(Exercise goal)
Rescale the records below by rewriting every line, requests included. Multiply each point coordinate in the answers by 2.2 and round it to a whole number, with halves rounding up.

(Records for the exercise)
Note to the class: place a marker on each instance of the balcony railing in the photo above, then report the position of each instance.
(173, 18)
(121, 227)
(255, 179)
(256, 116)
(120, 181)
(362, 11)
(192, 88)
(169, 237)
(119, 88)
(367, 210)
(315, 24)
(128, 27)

(Completed exercise)
Note to the class: place a marker on each instance of the balcony railing in the photo above, then report the position of each instance.
(381, 40)
(266, 499)
(561, 394)
(563, 255)
(264, 398)
(796, 24)
(422, 194)
(372, 521)
(262, 194)
(807, 462)
(693, 53)
(282, 59)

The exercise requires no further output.